## start Given text

# Loose coolant tank cap?



## sx sonic (Nov 25, 2013)

It should be like most caps/threaded fasteners, snug when fully tightened and then pretty easy to spin once broken free.

Snug it up and check a few hundred miles later to make sure its not working loose.


----------



## Starks8 (Jul 20, 2011)

Unfortunately, IIRC I think quite a few other members have complained about this very same thing.


----------



## rcclockman (Jan 16, 2012)

its weird, when its fully tight, it just stops, it doesnt feel like its getting tight, then stops.. it has like zero friction from when you just put it on till it fully all the way on...


----------



## NickD (Dec 10, 2011)

Not sharing this problem and can only wonder with GM's multiple sourcing for the same parts, like AC compressors, heater cores, water pumps, etc., are not manufactured to the required standards. My drivers' side window weather stripping was sure a piece of crap.

## end Given text

> [Task 1]: In the coolant tank cap thread, take the part that opens with the words "## sx sonic" and closes with "(Jul 20, 2011)", and rename "miles" to "kilometers" in it.

## start Extracted entries

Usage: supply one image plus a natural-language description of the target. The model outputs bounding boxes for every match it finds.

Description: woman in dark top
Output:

## end Extracted entries
## start Extracted entries

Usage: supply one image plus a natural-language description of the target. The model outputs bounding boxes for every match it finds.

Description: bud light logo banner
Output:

## end Extracted entries
## start Extracted entries

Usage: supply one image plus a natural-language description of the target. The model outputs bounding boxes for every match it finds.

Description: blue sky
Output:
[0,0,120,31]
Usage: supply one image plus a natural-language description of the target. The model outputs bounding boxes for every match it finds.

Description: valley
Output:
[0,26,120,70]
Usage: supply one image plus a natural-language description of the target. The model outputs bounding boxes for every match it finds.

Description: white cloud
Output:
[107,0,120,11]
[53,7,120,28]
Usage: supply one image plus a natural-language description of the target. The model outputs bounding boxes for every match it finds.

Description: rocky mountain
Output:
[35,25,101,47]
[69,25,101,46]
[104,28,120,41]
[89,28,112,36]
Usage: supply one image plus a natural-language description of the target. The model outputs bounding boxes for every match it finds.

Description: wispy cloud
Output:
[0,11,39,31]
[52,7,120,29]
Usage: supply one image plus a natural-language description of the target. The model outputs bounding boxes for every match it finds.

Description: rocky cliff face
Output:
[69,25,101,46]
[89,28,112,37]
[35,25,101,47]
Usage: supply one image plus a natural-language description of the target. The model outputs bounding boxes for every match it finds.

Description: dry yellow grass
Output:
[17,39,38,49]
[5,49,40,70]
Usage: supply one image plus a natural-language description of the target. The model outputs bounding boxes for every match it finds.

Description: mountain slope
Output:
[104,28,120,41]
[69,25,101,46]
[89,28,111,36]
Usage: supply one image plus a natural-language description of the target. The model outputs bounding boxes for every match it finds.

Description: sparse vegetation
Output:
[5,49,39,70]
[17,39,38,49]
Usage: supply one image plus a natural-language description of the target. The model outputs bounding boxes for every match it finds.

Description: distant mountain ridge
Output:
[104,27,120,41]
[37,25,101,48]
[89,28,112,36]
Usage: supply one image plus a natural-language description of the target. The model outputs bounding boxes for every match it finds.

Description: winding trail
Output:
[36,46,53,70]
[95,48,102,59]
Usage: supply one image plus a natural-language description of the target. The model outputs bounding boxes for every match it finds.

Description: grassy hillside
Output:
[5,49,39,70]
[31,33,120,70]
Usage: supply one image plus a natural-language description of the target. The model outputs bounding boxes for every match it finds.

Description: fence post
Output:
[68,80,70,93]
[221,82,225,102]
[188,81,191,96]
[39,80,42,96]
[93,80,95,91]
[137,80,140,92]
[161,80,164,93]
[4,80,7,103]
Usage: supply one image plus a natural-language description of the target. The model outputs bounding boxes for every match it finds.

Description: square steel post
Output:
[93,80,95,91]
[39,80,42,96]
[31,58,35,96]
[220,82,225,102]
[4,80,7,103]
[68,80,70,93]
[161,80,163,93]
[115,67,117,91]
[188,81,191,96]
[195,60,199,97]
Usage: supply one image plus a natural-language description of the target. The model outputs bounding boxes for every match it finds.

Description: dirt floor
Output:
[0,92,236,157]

## end Extracted entries

> [Task 2]: Count the lines of the records that contain the string "post", treating case as significant, and reply with the number alone.

> [Expected answer 1]:
## sx sonic (Nov 25, 2013)

It should be like most caps/threaded fasteners, snug when fully tightened and then pretty easy to spin once broken free.

Snug it up and check a few hundred kilometers later to make sure its not working loose.


----------



## Starks8 (Jul 20, 2011)

> [Expected answer 2]: 2